• _How to complete this task_: Using the data below, return the stretch from the line that contains "Target: mountain ridge" through the line that contains "Target: forested mountain", both included, exactly as it stands and nothing beyond it.

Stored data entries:
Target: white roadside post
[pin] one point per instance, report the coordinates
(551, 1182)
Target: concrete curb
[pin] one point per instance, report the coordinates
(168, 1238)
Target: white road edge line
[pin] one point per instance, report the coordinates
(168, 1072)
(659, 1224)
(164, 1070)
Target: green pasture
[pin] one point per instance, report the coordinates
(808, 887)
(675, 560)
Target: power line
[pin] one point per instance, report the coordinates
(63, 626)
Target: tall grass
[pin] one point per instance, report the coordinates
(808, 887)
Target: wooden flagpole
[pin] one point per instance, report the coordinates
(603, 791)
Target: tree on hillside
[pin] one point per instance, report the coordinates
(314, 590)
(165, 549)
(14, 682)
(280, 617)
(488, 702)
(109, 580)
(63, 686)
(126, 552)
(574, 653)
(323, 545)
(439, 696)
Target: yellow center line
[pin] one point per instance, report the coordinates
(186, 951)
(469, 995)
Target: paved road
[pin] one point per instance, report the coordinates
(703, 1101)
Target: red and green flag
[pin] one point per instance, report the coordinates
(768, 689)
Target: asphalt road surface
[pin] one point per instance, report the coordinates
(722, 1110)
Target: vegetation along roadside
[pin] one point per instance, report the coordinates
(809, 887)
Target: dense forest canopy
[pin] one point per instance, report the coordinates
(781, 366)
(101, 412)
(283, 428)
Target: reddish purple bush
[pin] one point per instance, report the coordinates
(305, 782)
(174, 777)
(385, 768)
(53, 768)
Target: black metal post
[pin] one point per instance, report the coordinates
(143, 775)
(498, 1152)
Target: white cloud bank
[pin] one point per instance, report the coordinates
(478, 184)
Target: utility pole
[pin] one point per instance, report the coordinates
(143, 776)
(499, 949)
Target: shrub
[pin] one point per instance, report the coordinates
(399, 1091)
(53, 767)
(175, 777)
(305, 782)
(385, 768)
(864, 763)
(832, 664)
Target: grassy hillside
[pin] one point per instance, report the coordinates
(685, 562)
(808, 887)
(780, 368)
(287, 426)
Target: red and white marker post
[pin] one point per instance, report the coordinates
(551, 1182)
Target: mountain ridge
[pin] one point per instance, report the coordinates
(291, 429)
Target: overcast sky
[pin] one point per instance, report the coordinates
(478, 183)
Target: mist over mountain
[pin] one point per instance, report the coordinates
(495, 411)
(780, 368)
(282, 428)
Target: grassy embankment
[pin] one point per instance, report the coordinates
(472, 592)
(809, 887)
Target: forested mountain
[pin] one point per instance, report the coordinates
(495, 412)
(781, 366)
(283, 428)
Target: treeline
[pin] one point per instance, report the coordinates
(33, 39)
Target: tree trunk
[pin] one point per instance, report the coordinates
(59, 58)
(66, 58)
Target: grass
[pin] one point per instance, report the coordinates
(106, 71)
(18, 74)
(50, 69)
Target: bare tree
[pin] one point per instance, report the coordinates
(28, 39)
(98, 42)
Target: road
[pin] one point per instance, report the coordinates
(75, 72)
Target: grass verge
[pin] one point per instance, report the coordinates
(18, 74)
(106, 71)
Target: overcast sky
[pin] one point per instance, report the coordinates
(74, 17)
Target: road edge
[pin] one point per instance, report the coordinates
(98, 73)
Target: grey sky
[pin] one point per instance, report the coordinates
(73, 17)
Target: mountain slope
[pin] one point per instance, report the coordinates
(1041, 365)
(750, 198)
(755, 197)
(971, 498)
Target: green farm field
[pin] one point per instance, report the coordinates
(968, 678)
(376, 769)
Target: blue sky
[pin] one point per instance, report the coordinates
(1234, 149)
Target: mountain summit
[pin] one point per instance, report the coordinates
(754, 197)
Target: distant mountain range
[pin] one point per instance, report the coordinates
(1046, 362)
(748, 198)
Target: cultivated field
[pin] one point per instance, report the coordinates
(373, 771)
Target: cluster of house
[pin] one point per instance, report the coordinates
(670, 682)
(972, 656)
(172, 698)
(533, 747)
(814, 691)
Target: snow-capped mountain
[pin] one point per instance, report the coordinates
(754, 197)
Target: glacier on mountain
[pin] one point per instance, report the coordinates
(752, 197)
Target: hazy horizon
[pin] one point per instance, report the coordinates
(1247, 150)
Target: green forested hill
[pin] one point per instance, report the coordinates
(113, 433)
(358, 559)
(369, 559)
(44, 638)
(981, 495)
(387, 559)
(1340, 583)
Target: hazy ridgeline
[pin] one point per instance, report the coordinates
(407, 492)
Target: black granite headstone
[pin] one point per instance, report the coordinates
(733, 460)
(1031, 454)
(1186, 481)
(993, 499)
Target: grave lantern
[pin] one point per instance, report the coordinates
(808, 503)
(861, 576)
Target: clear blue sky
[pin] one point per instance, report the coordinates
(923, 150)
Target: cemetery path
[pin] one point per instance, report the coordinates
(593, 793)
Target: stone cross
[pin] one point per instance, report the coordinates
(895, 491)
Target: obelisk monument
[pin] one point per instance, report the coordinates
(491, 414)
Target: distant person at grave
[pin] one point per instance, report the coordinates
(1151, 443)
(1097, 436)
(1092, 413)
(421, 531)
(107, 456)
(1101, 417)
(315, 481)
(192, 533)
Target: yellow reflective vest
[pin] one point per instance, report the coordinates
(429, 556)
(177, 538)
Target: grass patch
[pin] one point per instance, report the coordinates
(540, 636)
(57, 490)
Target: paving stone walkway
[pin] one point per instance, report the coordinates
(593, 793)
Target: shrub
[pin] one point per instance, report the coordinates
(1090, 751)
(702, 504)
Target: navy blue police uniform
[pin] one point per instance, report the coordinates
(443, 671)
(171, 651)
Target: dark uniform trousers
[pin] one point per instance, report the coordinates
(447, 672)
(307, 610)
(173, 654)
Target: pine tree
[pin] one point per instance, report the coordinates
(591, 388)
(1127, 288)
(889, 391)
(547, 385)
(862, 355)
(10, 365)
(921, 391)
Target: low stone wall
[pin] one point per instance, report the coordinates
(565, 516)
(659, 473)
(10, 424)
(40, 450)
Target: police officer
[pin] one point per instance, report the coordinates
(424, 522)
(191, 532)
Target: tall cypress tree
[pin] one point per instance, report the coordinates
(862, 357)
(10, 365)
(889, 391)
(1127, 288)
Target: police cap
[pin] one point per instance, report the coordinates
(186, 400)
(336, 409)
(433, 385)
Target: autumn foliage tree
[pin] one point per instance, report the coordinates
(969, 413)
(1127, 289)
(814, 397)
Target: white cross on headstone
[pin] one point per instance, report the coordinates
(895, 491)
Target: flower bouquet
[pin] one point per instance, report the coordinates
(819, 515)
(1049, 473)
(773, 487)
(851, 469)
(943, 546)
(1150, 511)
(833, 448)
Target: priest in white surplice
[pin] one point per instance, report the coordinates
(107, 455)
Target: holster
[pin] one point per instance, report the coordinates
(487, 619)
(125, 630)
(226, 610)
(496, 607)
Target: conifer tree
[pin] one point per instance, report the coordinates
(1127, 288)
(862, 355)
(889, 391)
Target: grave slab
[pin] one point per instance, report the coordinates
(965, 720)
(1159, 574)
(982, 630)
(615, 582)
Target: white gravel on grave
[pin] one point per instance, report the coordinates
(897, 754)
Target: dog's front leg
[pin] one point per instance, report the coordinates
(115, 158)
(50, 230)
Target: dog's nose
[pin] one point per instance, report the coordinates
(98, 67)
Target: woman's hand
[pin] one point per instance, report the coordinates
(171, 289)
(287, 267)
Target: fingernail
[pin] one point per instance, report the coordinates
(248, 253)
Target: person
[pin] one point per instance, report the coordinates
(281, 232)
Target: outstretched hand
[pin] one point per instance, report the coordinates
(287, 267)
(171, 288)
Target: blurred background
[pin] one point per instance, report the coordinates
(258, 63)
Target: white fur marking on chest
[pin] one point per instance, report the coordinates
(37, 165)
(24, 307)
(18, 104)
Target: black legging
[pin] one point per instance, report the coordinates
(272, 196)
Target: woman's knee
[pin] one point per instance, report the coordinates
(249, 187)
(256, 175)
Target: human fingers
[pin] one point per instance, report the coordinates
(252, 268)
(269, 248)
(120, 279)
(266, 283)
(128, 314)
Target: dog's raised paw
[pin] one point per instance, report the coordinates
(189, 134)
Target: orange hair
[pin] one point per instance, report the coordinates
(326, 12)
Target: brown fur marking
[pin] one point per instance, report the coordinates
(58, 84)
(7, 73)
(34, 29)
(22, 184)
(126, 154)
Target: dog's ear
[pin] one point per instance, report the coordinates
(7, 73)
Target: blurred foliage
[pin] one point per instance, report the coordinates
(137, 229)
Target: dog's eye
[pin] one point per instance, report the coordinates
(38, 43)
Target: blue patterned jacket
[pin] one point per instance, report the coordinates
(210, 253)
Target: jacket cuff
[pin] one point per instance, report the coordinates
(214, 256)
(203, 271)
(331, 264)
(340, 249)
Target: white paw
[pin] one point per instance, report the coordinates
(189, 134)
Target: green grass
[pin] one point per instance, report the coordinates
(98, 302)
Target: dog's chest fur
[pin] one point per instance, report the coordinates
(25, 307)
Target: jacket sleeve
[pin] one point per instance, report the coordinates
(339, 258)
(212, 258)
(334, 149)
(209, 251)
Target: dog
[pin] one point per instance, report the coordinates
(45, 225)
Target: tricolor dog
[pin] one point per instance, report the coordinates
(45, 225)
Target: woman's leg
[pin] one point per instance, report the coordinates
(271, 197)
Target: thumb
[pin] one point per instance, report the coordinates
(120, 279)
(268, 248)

• _Exercise output_:
Target: mountain ridge
[pin] one point per instance, report the coordinates
(291, 429)
Target: overcast sky
[pin] one point per instance, report the coordinates
(478, 183)
Target: mist over mountain
[pin] one point per instance, report the coordinates
(495, 411)
(780, 368)
(282, 428)
Target: grassy embankment
[pin] one point per instance, report the coordinates
(472, 592)
(809, 887)
Target: forested mountain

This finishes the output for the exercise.